— Start RECORDS SHOWN —

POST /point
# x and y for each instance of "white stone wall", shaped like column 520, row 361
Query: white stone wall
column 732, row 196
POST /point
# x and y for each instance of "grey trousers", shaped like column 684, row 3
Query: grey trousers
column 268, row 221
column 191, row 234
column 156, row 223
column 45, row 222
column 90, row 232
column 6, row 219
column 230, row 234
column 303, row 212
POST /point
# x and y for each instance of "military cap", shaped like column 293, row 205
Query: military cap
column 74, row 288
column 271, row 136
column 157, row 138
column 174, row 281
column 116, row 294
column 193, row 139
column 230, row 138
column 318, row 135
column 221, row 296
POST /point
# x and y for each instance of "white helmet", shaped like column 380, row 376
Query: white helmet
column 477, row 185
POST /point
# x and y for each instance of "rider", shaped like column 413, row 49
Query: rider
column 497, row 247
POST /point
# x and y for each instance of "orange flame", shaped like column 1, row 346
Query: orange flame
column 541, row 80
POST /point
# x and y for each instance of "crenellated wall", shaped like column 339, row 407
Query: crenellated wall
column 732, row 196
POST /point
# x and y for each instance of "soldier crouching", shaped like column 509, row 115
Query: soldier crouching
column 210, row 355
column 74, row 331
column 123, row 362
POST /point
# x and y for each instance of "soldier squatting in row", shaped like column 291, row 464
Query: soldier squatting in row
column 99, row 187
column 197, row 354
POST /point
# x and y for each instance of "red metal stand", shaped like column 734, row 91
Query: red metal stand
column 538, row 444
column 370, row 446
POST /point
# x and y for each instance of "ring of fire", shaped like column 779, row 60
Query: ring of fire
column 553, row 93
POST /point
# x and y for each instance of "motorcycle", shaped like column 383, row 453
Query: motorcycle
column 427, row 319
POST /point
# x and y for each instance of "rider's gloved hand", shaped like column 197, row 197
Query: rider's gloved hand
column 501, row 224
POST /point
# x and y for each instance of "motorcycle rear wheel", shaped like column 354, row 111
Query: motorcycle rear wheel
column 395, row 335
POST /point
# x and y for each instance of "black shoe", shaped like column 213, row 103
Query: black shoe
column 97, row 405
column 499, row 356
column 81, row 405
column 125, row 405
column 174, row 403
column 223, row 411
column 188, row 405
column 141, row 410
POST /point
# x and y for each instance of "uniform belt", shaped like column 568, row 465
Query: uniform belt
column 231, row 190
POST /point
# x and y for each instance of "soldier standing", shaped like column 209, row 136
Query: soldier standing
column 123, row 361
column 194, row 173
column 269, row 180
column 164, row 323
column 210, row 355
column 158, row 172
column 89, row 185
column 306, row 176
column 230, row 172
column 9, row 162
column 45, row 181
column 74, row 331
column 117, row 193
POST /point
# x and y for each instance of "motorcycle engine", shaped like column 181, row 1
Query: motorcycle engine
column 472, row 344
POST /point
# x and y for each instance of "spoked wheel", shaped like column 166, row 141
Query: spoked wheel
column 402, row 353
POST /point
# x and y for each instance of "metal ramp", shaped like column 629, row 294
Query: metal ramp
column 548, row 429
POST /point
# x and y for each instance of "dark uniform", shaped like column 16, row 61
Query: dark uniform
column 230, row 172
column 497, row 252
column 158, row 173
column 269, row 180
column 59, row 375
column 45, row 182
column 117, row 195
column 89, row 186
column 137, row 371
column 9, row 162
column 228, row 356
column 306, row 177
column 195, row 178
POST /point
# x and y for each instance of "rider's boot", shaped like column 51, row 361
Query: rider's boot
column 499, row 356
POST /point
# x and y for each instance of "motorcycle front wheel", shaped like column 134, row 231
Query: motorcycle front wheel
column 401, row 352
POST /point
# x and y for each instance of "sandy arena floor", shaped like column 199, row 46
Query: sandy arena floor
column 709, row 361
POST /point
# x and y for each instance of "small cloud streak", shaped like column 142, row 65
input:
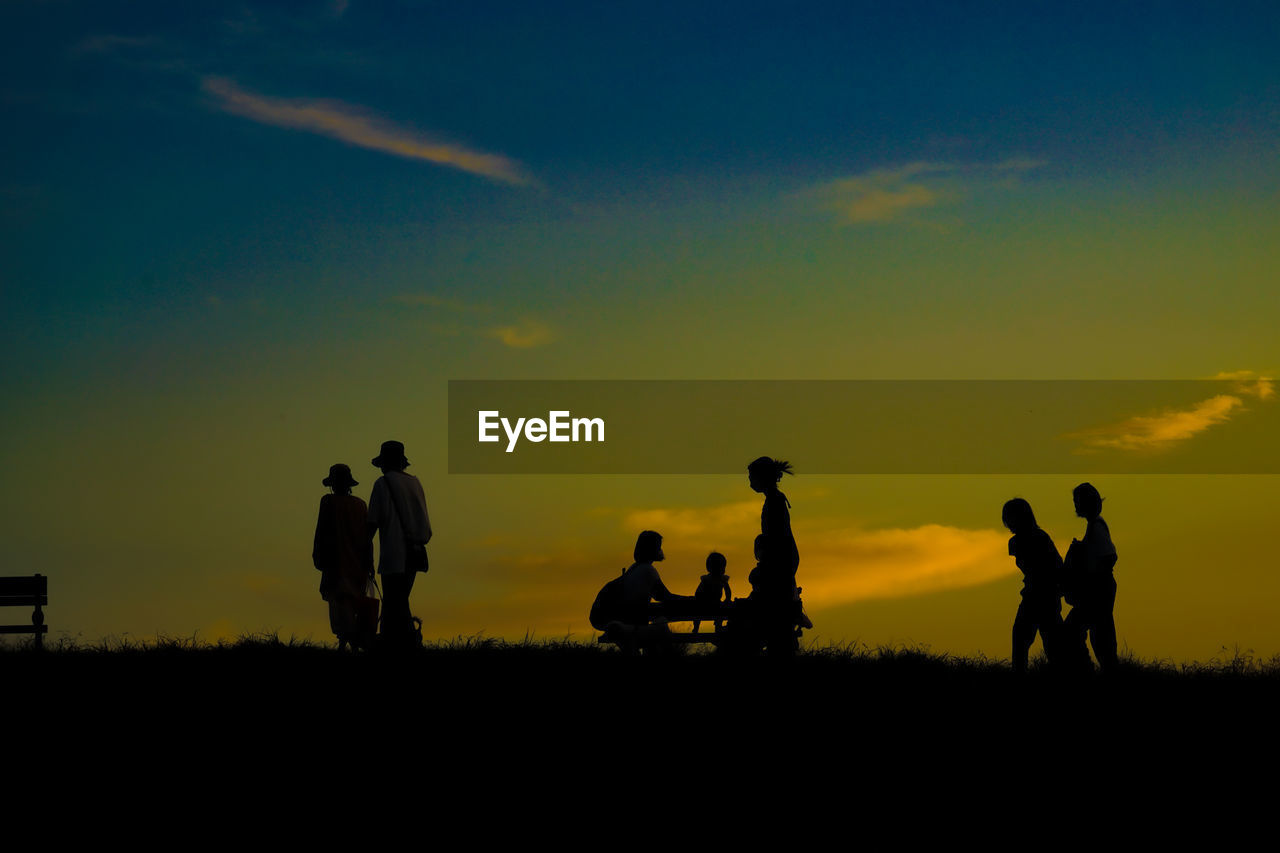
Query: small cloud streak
column 522, row 336
column 886, row 195
column 432, row 300
column 1169, row 428
column 350, row 124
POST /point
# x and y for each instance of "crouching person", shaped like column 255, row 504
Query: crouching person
column 641, row 584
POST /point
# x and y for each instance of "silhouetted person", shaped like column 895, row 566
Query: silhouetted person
column 640, row 585
column 1092, row 583
column 775, row 601
column 1041, row 609
column 397, row 510
column 711, row 587
column 344, row 556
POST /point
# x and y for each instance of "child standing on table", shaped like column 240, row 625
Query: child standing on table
column 712, row 584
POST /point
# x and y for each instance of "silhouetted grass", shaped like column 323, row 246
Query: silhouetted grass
column 474, row 706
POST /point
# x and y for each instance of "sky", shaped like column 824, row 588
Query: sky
column 243, row 241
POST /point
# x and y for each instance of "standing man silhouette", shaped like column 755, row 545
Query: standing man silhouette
column 397, row 510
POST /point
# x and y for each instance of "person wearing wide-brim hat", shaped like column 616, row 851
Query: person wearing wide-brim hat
column 344, row 556
column 397, row 511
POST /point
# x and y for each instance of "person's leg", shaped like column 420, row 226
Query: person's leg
column 396, row 606
column 1072, row 641
column 1024, row 634
column 1102, row 633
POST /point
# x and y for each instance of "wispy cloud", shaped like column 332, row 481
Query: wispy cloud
column 446, row 302
column 887, row 195
column 522, row 336
column 842, row 564
column 353, row 126
column 1171, row 427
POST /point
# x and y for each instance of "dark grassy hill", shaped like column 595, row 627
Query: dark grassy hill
column 897, row 728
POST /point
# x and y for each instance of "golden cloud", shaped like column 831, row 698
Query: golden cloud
column 1165, row 429
column 351, row 124
column 525, row 334
column 841, row 565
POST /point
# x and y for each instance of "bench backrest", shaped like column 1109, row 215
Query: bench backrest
column 31, row 591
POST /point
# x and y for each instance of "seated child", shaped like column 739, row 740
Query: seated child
column 709, row 588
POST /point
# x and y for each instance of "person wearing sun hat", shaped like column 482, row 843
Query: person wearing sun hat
column 344, row 556
column 397, row 511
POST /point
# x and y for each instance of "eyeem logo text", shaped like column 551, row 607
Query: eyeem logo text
column 558, row 427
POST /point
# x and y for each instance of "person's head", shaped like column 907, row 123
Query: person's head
column 649, row 547
column 1018, row 515
column 764, row 473
column 339, row 479
column 1088, row 502
column 392, row 457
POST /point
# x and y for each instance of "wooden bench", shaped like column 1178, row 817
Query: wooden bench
column 26, row 592
column 686, row 610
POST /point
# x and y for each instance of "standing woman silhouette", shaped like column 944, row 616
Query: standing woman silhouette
column 344, row 556
column 773, row 580
column 1089, row 564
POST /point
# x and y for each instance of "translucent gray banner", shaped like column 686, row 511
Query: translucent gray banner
column 865, row 427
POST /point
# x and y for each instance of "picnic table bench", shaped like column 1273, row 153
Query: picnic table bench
column 26, row 592
column 688, row 610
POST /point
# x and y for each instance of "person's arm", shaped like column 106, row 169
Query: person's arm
column 319, row 546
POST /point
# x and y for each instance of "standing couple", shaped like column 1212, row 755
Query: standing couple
column 1084, row 579
column 343, row 548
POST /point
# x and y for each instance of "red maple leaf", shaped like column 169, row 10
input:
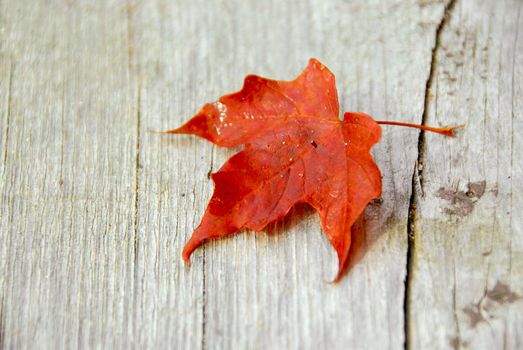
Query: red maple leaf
column 296, row 149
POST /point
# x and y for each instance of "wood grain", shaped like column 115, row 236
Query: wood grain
column 95, row 209
column 468, row 251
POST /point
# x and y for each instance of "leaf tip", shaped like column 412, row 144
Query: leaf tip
column 452, row 131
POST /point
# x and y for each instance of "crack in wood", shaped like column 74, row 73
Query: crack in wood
column 417, row 176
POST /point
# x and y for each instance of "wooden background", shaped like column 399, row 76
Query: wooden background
column 94, row 209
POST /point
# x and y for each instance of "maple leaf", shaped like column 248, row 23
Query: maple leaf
column 296, row 149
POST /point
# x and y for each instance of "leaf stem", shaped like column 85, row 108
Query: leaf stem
column 448, row 131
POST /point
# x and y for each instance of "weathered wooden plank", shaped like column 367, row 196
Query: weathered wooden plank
column 68, row 187
column 95, row 210
column 467, row 278
column 271, row 290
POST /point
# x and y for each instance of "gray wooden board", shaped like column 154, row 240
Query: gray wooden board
column 468, row 261
column 95, row 209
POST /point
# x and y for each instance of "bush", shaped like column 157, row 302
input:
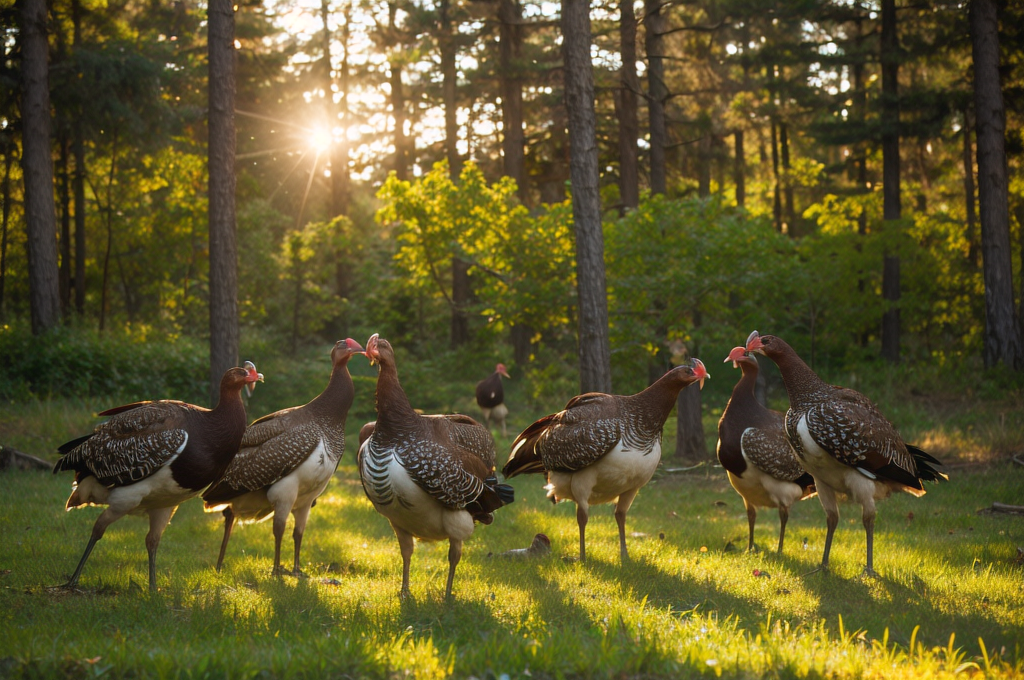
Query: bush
column 128, row 364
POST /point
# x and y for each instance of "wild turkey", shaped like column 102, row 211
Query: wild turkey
column 287, row 460
column 845, row 442
column 491, row 397
column 152, row 456
column 432, row 476
column 601, row 448
column 756, row 454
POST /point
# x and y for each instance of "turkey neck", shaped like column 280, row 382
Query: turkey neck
column 802, row 384
column 743, row 399
column 337, row 397
column 393, row 408
column 224, row 425
column 655, row 402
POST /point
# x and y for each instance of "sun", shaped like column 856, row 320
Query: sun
column 320, row 139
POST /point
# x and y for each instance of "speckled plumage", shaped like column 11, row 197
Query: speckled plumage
column 755, row 451
column 845, row 442
column 431, row 476
column 152, row 456
column 601, row 448
column 132, row 444
column 287, row 459
column 491, row 397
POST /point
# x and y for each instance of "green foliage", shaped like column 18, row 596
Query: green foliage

— End RECORDS SHOWN —

- _WHAT TO WORK ON_
Count the lines in the collection entries above that contain the string "hill", treating case as significant, and give only the number.

- _TASK RESULT_
2